#### DATASET EXCERPTS
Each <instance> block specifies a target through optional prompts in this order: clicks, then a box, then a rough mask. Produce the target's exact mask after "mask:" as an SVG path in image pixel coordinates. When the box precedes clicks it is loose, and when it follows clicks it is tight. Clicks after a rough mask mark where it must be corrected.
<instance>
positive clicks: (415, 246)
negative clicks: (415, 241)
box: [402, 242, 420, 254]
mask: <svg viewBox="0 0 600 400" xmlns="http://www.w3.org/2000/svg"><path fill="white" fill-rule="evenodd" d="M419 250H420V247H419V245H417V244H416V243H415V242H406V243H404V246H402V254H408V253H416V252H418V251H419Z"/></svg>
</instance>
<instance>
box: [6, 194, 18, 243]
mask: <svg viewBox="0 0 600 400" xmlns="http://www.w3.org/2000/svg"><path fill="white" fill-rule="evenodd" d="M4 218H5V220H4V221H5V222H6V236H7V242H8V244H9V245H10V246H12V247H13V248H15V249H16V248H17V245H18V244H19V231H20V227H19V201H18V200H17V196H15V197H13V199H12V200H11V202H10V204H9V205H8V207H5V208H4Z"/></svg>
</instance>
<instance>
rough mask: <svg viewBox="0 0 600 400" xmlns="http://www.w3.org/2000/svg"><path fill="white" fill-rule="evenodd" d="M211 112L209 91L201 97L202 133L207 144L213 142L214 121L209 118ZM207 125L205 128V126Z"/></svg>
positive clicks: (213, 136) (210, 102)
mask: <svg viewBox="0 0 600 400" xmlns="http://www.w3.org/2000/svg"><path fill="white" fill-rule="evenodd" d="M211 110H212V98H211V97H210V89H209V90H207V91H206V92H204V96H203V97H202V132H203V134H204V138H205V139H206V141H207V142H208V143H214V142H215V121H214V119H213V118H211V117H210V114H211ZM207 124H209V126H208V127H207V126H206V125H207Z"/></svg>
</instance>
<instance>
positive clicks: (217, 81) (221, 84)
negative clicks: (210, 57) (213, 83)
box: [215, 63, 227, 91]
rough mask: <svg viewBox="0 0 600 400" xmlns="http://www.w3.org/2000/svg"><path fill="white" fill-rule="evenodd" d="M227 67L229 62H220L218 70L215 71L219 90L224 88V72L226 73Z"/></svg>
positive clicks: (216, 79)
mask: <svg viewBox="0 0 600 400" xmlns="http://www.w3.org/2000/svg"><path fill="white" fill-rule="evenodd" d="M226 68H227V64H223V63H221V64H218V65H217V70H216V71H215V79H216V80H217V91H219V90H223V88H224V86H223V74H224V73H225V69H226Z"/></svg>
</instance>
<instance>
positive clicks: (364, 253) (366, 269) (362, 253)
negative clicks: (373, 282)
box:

#### GOAL OF THE EXERCISE
Using the listing above, copy exactly the line that contains "positive clicks: (213, 136) (210, 102)", the line that contains "positive clicks: (364, 253)", and each line that falls between them.

#### RESULT OF THIS EXERCISE
positive clicks: (213, 136) (210, 102)
mask: <svg viewBox="0 0 600 400" xmlns="http://www.w3.org/2000/svg"><path fill="white" fill-rule="evenodd" d="M211 110H212V98H211V97H210V89H209V90H207V91H206V92H204V96H203V97H202V132H203V134H204V138H205V139H206V141H207V142H208V143H214V142H215V121H214V119H213V118H211V117H210V114H211ZM207 124H209V126H208V127H207V126H206V125H207Z"/></svg>
</instance>
<instance>
positive clicks: (217, 81) (221, 84)
negative clicks: (210, 57) (213, 83)
box: [215, 63, 227, 91]
rough mask: <svg viewBox="0 0 600 400" xmlns="http://www.w3.org/2000/svg"><path fill="white" fill-rule="evenodd" d="M227 67L229 62H220L218 70L215 71L219 90L224 88V72L226 73Z"/></svg>
positive clicks: (216, 79)
mask: <svg viewBox="0 0 600 400" xmlns="http://www.w3.org/2000/svg"><path fill="white" fill-rule="evenodd" d="M226 68H227V64H223V63H221V64H218V65H217V70H216V71H215V79H216V80H217V91H219V90H223V88H224V86H223V74H224V73H225V69H226Z"/></svg>
</instance>
<instance>
positive clicks: (364, 253) (366, 269) (362, 253)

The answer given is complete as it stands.